Someone with experience told me to practice with the cheapies as it’s far better to make a mistake (read: ruin) these as a novice than to destroy expensive ones…are there better alternatives e.g. the basic carbatec set for a little over 100 bucks …at least the handles are broad and long?

The CT ones may not be better quality, but at least you'll know that the profiles they're sharpened in are pretty much "correct."

One of the problems with inheriting someone else's old tools is that you get all the sharpening mistakes made by that person. Until the tools are reground "properly" they're not ideal. And as a novice, I bet you have little or no idea what the right profiles & bevel angles are! :)

Apart from that, cheap tools are great for learning sharpening on (once you do know what to sharpen them to) and for regrinding into rarely used tools for special jobs. eg. ring tools, etc.


Thirdly, after turning the mattock handle on the weekend (reduced from 2” square cedar stock) my right hand became quite numb. This affliction lasted the best part of a day, is this due to the small tool handles, the set up of the lathe (I turned at 850 rpm and admit the lathe is set a little too high in its current position), a condition experienced by novice wood turners due to lack of match practice with a lathe, or do I need to see a doctor?

I'd say Tea Lady has a major part of it. You're gripping too tightly. Almost all beginners do, until the adrenaline levels begin to drop. The fact that you find the tool handles uncomfortable will certainly exacerbate this.


Go on! Replace the tool handles. It'll be good spindle turning practice and I'm sure that by the time you've finished rehandling 'em all you'll have loosened up a bit.
= = =
GOALS:
1. Could you print everything in the turning-tools discussion from "Thirdly, after turning" down to "see a doctor?"?
2. Which lines in the entries below contain the string "lake"? Identify each one and copy it out in full.

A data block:
= = =
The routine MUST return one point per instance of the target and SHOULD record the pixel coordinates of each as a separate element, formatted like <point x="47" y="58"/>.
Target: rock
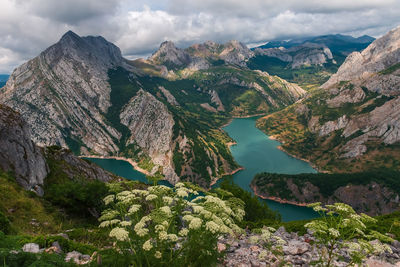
<point x="151" y="130"/>
<point x="31" y="248"/>
<point x="63" y="93"/>
<point x="77" y="258"/>
<point x="221" y="247"/>
<point x="295" y="247"/>
<point x="18" y="153"/>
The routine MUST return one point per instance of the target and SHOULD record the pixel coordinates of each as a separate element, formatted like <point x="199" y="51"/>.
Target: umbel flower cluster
<point x="170" y="226"/>
<point x="341" y="227"/>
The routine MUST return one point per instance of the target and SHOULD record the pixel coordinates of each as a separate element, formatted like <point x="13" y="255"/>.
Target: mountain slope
<point x="352" y="122"/>
<point x="306" y="61"/>
<point x="164" y="112"/>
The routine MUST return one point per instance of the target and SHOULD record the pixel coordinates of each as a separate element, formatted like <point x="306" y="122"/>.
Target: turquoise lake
<point x="254" y="151"/>
<point x="257" y="153"/>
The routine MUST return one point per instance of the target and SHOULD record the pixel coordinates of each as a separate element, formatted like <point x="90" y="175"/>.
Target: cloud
<point x="27" y="27"/>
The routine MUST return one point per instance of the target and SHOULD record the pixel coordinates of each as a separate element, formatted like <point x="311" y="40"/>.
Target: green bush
<point x="4" y="223"/>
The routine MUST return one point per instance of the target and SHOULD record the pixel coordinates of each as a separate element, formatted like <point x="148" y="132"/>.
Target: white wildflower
<point x="158" y="254"/>
<point x="166" y="210"/>
<point x="151" y="197"/>
<point x="172" y="237"/>
<point x="195" y="223"/>
<point x="163" y="235"/>
<point x="180" y="192"/>
<point x="133" y="209"/>
<point x="168" y="200"/>
<point x="212" y="227"/>
<point x="333" y="232"/>
<point x="147" y="245"/>
<point x="254" y="239"/>
<point x="120" y="234"/>
<point x="104" y="224"/>
<point x="125" y="223"/>
<point x="187" y="218"/>
<point x="183" y="232"/>
<point x="159" y="228"/>
<point x="177" y="185"/>
<point x="108" y="199"/>
<point x="108" y="215"/>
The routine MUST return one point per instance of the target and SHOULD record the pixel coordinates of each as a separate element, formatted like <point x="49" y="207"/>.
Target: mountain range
<point x="165" y="112"/>
<point x="351" y="123"/>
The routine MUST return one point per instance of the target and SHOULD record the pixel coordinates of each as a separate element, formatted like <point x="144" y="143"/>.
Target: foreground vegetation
<point x="156" y="219"/>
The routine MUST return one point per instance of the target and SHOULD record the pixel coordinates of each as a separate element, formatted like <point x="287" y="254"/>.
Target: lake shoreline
<point x="134" y="164"/>
<point x="277" y="199"/>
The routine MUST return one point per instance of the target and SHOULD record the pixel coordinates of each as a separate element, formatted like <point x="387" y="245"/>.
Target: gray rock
<point x="18" y="153"/>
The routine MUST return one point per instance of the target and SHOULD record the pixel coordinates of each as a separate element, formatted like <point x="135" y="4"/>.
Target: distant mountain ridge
<point x="3" y="79"/>
<point x="164" y="112"/>
<point x="337" y="43"/>
<point x="352" y="123"/>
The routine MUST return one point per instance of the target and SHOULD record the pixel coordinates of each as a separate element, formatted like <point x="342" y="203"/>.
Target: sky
<point x="27" y="27"/>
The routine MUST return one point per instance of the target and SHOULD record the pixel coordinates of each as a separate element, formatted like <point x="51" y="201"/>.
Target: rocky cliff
<point x="63" y="92"/>
<point x="164" y="112"/>
<point x="306" y="54"/>
<point x="372" y="193"/>
<point x="18" y="153"/>
<point x="352" y="122"/>
<point x="29" y="163"/>
<point x="201" y="56"/>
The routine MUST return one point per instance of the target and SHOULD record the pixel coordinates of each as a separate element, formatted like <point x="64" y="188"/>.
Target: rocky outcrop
<point x="63" y="93"/>
<point x="360" y="66"/>
<point x="251" y="250"/>
<point x="201" y="56"/>
<point x="168" y="54"/>
<point x="303" y="55"/>
<point x="18" y="153"/>
<point x="74" y="166"/>
<point x="151" y="125"/>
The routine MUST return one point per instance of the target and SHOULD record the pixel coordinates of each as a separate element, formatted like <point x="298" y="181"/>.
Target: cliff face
<point x="18" y="153"/>
<point x="374" y="196"/>
<point x="63" y="92"/>
<point x="150" y="124"/>
<point x="201" y="56"/>
<point x="163" y="112"/>
<point x="306" y="54"/>
<point x="353" y="120"/>
<point x="28" y="162"/>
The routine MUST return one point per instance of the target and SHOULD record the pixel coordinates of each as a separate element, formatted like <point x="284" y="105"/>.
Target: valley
<point x="207" y="153"/>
= = =
ANSWERS BELOW:
1.
Thirdly, after turning the mattock handle on the weekend (reduced from 2” square cedar stock) my right hand became quite numb. This affliction lasted the best part of a day, is this due to the small tool handles, the set up of the lathe (I turned at 850 rpm and admit the lathe is set a little too high in its current position), a condition experienced by novice wood turners due to lack of match practice with a lathe, or do I need to see a doctor?

2.
Target: turquoise lake
Target: lake shoreline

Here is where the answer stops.